(EXERCISE BRIEF): Can you write out the whole listing below, line for line with nothing changed, and leave the pictures out?

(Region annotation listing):
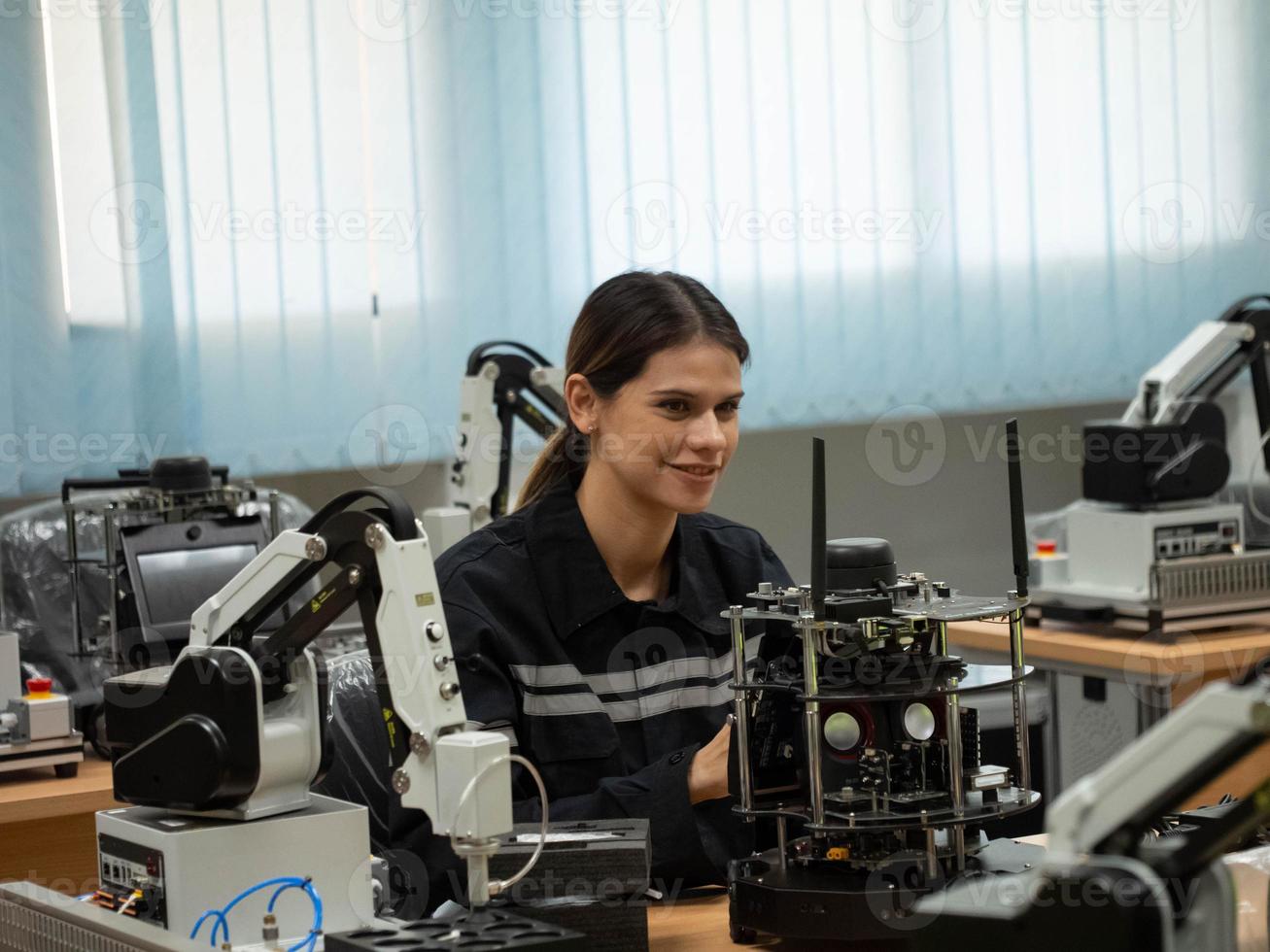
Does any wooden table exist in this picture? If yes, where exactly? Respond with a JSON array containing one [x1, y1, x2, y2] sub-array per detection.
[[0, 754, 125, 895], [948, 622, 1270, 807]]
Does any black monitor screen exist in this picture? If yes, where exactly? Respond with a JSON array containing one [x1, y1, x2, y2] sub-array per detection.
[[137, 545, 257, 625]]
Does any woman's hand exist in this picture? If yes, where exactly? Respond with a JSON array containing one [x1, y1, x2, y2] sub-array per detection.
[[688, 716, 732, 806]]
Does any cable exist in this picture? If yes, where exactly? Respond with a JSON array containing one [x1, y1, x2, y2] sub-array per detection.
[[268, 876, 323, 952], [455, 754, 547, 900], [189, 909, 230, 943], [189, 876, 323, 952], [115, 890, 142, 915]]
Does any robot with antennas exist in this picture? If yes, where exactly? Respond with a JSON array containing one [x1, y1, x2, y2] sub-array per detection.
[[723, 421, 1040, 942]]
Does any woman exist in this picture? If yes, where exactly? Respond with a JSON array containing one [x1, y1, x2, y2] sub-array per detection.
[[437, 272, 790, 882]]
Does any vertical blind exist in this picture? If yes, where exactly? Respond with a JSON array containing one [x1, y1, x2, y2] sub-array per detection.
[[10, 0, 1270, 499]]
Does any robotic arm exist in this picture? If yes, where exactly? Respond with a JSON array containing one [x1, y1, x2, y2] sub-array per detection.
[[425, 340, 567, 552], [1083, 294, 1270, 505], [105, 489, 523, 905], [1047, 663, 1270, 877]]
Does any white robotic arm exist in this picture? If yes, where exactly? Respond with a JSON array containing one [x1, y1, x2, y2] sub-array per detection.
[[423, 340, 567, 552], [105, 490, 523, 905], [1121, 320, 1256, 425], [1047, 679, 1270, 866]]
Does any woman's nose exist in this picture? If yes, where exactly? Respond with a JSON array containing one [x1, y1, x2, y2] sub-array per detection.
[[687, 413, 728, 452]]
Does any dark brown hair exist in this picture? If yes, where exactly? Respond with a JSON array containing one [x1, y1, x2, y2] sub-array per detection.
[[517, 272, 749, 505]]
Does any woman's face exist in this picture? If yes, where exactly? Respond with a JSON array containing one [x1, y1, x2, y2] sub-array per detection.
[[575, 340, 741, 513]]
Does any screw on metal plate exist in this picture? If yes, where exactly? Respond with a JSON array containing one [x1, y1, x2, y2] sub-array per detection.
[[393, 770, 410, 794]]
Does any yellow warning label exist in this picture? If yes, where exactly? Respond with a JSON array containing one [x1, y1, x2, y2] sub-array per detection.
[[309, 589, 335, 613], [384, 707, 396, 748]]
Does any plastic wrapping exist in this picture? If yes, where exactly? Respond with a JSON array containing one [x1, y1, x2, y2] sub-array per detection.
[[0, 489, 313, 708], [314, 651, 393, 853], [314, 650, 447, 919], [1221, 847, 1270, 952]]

(RESPONSE TO THE TASK):
Does any wooden table exist in this picture? If yes, where exactly? Respond with a JSON array containing one [x1, y1, x2, y2] sub-array per detection.
[[0, 754, 125, 895], [948, 622, 1270, 807]]
Does any black monitor screen exist in this picture? If yes, where exactly? Respond with a JSON array containing one [x1, y1, x2, y2] sub-array per detection.
[[137, 545, 257, 625]]
Does any woman's hand exist in this picture? If yes, where exactly? Respond with a JSON array containing one [x1, y1, x2, y2] sub-array per detection.
[[688, 716, 732, 806]]
Does any cable exist in this picture? If yes, where exactly? Respond with a JSON array containing one [x1, y1, x2, y2] sub-array per detection.
[[268, 876, 323, 952], [455, 754, 547, 900], [189, 909, 230, 943], [189, 876, 323, 952], [115, 890, 142, 915]]
Does any robot with antennas exist in this picture? If yes, where exactly? Respond with a JSON array containing one [x1, y1, x2, y2] sub-array per detection.
[[723, 421, 1040, 942]]
Does any woman exist in this picture? If yes, where exactly? Respond with a JSON array containing one [x1, y1, x2, y2] sub-array per detection.
[[437, 272, 790, 882]]
Does any vertical blind exist in this picture? If yes, where exactly? Respond with a JSON array containing one [x1, y1, x2, y2] sub-array per detection.
[[10, 0, 1270, 499]]
Does any robotic arm exist in this picture? If yes, where exactly? Respond with a JSON array containing one [x1, y1, x2, y2] sub-array per detection.
[[425, 340, 567, 552], [1083, 294, 1270, 505], [105, 489, 523, 905], [1047, 663, 1270, 877]]
Does any white robotic arm exist in this picture? If yes, where exactly? Respond with a JSON array containing one [x1, y1, x2, y2] sub-array per detection.
[[423, 340, 567, 552], [105, 490, 523, 905], [1121, 320, 1256, 425], [1047, 679, 1270, 866]]
Does any woman's nose exist in this picture? If yes, where exactly? Respond with a JSON array containing one [x1, y1, x2, y2] sub-array per detection.
[[687, 413, 728, 452]]
Does any dark brown hair exist in this picture? If yes, where exactly? Respond with a JSON array containing one [x1, y1, x2, y2] sub-array per detection.
[[517, 272, 749, 505]]
Does any woman's face exist in this picture? If yes, where exactly? Respond with a JSON array containing one [x1, y1, x2, y2] sub-array per detection.
[[575, 340, 741, 513]]
Does any screw on metal plate exist in this picture? If yes, where exactly? Respond with a JSON array containing one [x1, y1, x2, y2] sub-array per detection.
[[393, 770, 410, 794]]
Does any yellow warning label exist in this picture? If yes, where exactly? Respond with a JSON array containing one [x1, y1, x2, y2] sub-array per detection.
[[309, 589, 335, 613], [384, 707, 396, 748]]
Does any plastic wrapping exist in this picture? If yes, where exactly? Respond with a JSON array containing one [x1, y1, x2, y2] sub-array per detection.
[[0, 489, 313, 708], [314, 651, 393, 853], [314, 650, 447, 919], [1221, 847, 1270, 952]]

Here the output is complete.